▶ **EXERCISE**
Go through the entries below and copy every line that holds the word "concrete".

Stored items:
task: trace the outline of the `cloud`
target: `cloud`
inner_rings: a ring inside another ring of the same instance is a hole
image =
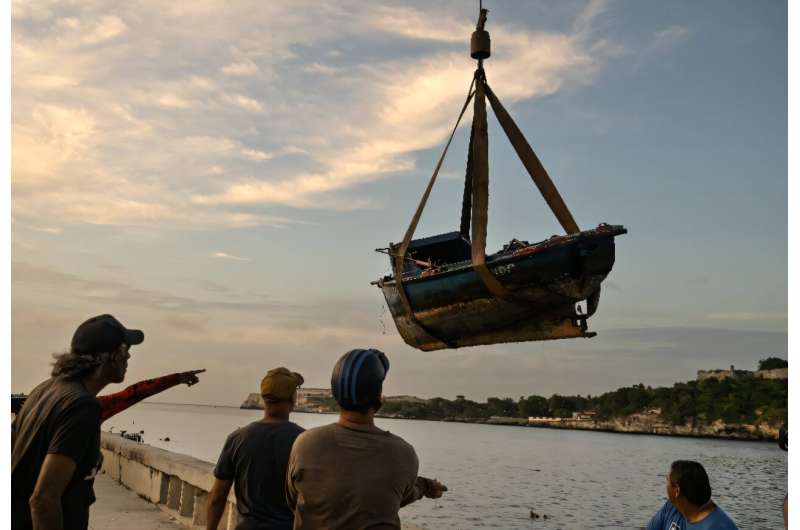
[[[591,78],[599,62],[586,48],[582,32],[604,5],[590,3],[587,9],[591,12],[582,15],[583,22],[578,24],[581,33],[574,35],[529,33],[500,25],[492,28],[495,41],[503,43],[506,53],[505,58],[493,59],[489,75],[506,104],[549,95],[565,83]],[[365,20],[372,30],[445,44],[461,42],[471,32],[465,21],[445,18],[433,23],[412,8],[379,7]],[[325,171],[268,181],[249,179],[233,183],[221,193],[196,195],[193,200],[207,205],[314,207],[320,195],[412,170],[412,153],[438,145],[448,134],[466,96],[469,71],[463,51],[447,50],[359,69],[352,75],[361,78],[359,85],[370,87],[368,97],[359,98],[356,108],[345,107],[344,111],[370,119],[353,116],[342,120],[338,115],[342,110],[332,113],[337,122],[355,121],[359,127],[337,127],[344,141],[315,151]]]
[[[507,105],[602,67],[590,30],[605,3],[586,6],[571,32],[491,26]],[[302,219],[266,210],[371,207],[353,188],[416,169],[473,68],[473,20],[391,3],[53,2],[12,17],[13,212],[45,225],[287,226]],[[356,61],[347,42],[397,53]]]
[[[222,99],[225,102],[242,108],[248,112],[262,112],[264,110],[264,107],[261,105],[261,103],[253,98],[243,96],[241,94],[225,94]]]
[[[256,75],[258,73],[258,66],[256,63],[249,59],[245,59],[239,62],[226,64],[222,67],[222,73],[225,75],[231,76],[251,76]]]
[[[117,274],[116,276],[121,276]],[[213,293],[200,298],[171,292],[142,288],[121,280],[85,278],[56,269],[32,265],[22,261],[11,262],[12,284],[25,286],[25,296],[53,293],[59,296],[90,301],[97,305],[123,304],[138,308],[151,308],[184,314],[202,314],[215,311],[261,311],[275,315],[296,312],[298,306],[272,300],[269,296],[231,290]]]
[[[688,36],[688,27],[670,26],[666,29],[653,33],[652,46],[659,51],[668,50],[686,40]]]
[[[234,256],[233,254],[226,254],[225,252],[212,252],[212,258],[221,258],[221,259],[232,259],[235,261],[250,261],[250,258],[242,258],[240,256]]]
[[[38,230],[40,232],[44,232],[46,234],[55,234],[55,235],[59,235],[62,232],[61,228],[58,227],[58,226],[42,226],[42,227],[36,228],[36,230]]]
[[[74,19],[71,19],[74,21]],[[77,29],[80,24],[69,24],[71,29]],[[99,44],[111,40],[125,32],[127,26],[115,16],[104,16],[96,21],[88,32],[84,33],[81,42],[84,44]]]

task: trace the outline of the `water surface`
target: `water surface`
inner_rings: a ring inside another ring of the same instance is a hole
[[[215,462],[227,435],[261,417],[230,407],[141,403],[104,429],[144,430],[148,444]],[[336,416],[293,414],[310,428]],[[642,528],[665,500],[677,459],[698,460],[714,500],[739,528],[783,528],[786,453],[777,444],[379,418],[417,450],[420,474],[450,491],[401,517],[429,530]],[[159,438],[169,437],[169,442]],[[530,519],[530,510],[548,520]]]

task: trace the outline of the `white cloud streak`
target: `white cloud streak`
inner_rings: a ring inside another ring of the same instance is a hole
[[[604,9],[589,2],[572,33],[490,23],[504,102],[589,81]],[[53,225],[285,226],[245,208],[363,208],[340,192],[415,169],[473,68],[453,51],[473,21],[392,4],[39,1],[12,17],[13,211]],[[336,53],[348,39],[429,46],[354,61]]]
[[[219,259],[231,259],[234,261],[250,261],[250,258],[243,258],[241,256],[234,256],[233,254],[228,254],[226,252],[213,252],[211,254],[212,258],[219,258]]]

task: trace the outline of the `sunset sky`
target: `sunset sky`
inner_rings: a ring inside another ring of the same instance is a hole
[[[671,385],[787,354],[785,2],[485,0],[489,84],[582,228],[624,224],[591,340],[424,353],[370,281],[475,63],[477,1],[15,1],[11,389],[86,318],[144,330],[126,382],[239,404],[378,347],[388,394]],[[468,122],[471,115],[465,116]],[[457,229],[468,129],[419,236]],[[487,249],[560,233],[493,117]]]

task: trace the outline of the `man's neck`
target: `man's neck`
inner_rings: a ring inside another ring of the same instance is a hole
[[[97,396],[97,394],[108,385],[108,381],[97,375],[90,375],[89,377],[81,379],[81,384],[89,394]]]
[[[690,523],[697,523],[711,515],[716,506],[711,500],[702,506],[690,504],[689,502],[673,503],[675,507],[681,512],[681,515]]]
[[[383,432],[375,426],[375,412],[370,409],[367,412],[357,412],[354,410],[341,410],[339,412],[339,425],[366,432]]]
[[[288,414],[286,414],[286,415],[279,414],[279,415],[274,415],[273,416],[273,415],[269,415],[269,414],[264,413],[264,417],[261,418],[261,422],[262,423],[285,423],[287,421],[289,421],[289,415]]]

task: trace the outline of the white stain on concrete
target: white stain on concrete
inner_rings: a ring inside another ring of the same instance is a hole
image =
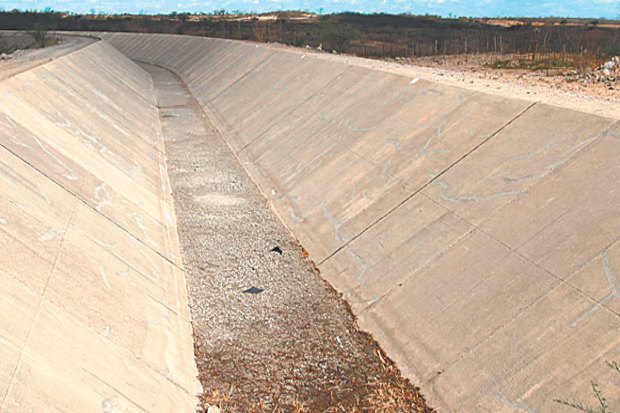
[[[39,237],[39,242],[52,241],[56,236],[64,235],[65,231],[56,228],[50,228],[47,232]]]
[[[123,271],[116,271],[116,275],[120,275],[121,277],[126,277],[129,274],[131,274],[131,268],[129,268],[129,266],[127,266],[126,270]]]
[[[72,181],[76,181],[78,179],[78,177],[73,172],[73,169],[71,169],[66,163],[61,161],[56,155],[54,155],[45,146],[43,146],[43,143],[36,136],[32,135],[32,139],[34,139],[34,141],[37,143],[37,145],[39,145],[43,152],[45,152],[50,158],[55,160],[56,163],[58,163],[58,165],[60,165],[66,171],[62,174],[62,176]]]
[[[39,185],[38,183],[37,183],[37,189],[39,190],[39,193],[41,194],[41,197],[43,198],[43,200],[45,200],[45,203],[51,206],[52,201],[50,201],[49,197],[47,196],[43,188],[41,188],[41,185]]]
[[[112,287],[110,286],[110,282],[108,281],[108,276],[105,273],[105,268],[101,264],[99,264],[99,275],[101,275],[101,279],[103,280],[103,283],[105,284],[106,288],[108,290],[111,290]]]
[[[106,206],[112,205],[109,201],[110,194],[108,193],[107,185],[105,182],[101,182],[99,185],[95,187],[95,200],[97,203],[95,204],[95,209],[99,212]]]
[[[92,235],[90,235],[90,234],[87,234],[87,236],[88,236],[88,238],[90,238],[90,240],[91,240],[92,242],[94,242],[95,244],[99,245],[100,247],[104,247],[104,248],[106,248],[106,249],[112,249],[112,248],[116,248],[116,247],[118,247],[118,244],[117,244],[116,242],[113,242],[113,243],[109,244],[109,243],[107,243],[107,242],[101,241],[101,240],[99,240],[99,239],[97,239],[97,238],[93,237],[93,236],[92,236]]]

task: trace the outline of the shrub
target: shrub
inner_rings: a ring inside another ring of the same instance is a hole
[[[620,373],[620,364],[618,364],[617,361],[607,361],[606,364],[609,368]],[[584,413],[612,413],[611,410],[609,410],[607,399],[605,398],[605,396],[603,395],[603,392],[598,387],[599,385],[593,381],[591,381],[590,384],[592,385],[592,392],[594,393],[594,398],[596,399],[598,406],[596,407],[588,406],[581,402],[568,401],[565,399],[555,399],[554,402],[563,404],[568,407],[572,407],[573,409],[579,410]]]

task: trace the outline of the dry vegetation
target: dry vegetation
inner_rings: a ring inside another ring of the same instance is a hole
[[[436,16],[278,12],[263,15],[73,15],[0,13],[0,27],[28,30],[177,33],[332,49],[363,57],[467,53],[620,54],[620,21],[585,19],[442,19]]]
[[[2,12],[0,27],[175,33],[259,42],[371,58],[495,55],[487,67],[586,72],[620,55],[620,21],[442,19],[436,16],[306,12],[74,15]],[[508,57],[507,57],[508,56]]]
[[[616,373],[620,373],[620,364],[617,361],[607,361],[605,362],[607,367],[614,370]],[[609,406],[607,398],[605,397],[603,391],[600,389],[600,386],[594,381],[590,381],[590,385],[592,386],[592,395],[595,400],[595,404],[590,406],[583,402],[579,401],[569,401],[566,399],[555,399],[556,403],[559,403],[564,406],[568,406],[574,410],[578,410],[584,413],[612,413],[611,409],[615,410],[615,407],[620,406]],[[617,411],[617,410],[616,410]]]
[[[383,374],[372,381],[357,386],[355,398],[351,398],[349,394],[344,394],[341,389],[335,386],[330,389],[329,395],[323,400],[323,402],[327,402],[327,406],[322,406],[320,410],[311,407],[312,402],[304,400],[304,396],[298,396],[292,403],[269,409],[262,403],[252,404],[248,408],[248,413],[435,412],[433,408],[427,405],[420,389],[411,385],[409,380],[404,379],[398,368],[380,349],[377,349],[376,356],[381,362]],[[231,401],[232,393],[233,389],[229,389],[228,392],[215,389],[203,394],[201,396],[203,411],[208,413],[235,411],[235,403]],[[209,407],[212,407],[210,411]]]
[[[57,36],[46,30],[36,29],[26,32],[0,34],[0,54],[10,54],[19,49],[37,49],[59,42]]]

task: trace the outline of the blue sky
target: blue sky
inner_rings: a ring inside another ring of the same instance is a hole
[[[51,8],[76,13],[170,13],[308,10],[438,14],[471,17],[620,18],[620,0],[0,0],[4,10]]]

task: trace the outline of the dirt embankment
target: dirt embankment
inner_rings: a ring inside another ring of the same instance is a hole
[[[425,57],[417,59],[394,59],[405,65],[436,69],[434,73],[452,75],[462,73],[461,78],[477,78],[514,84],[530,93],[543,93],[543,89],[581,95],[583,98],[600,99],[618,103],[620,99],[620,63],[618,58],[607,59],[595,67],[577,67],[575,62],[565,64],[558,60],[531,61],[527,55],[457,55]],[[472,80],[472,79],[470,79]],[[547,93],[549,94],[549,93]]]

▶ **WRITTEN RESPONSE**
task: trace the outline of the white stain on concrete
target: white stain on concrete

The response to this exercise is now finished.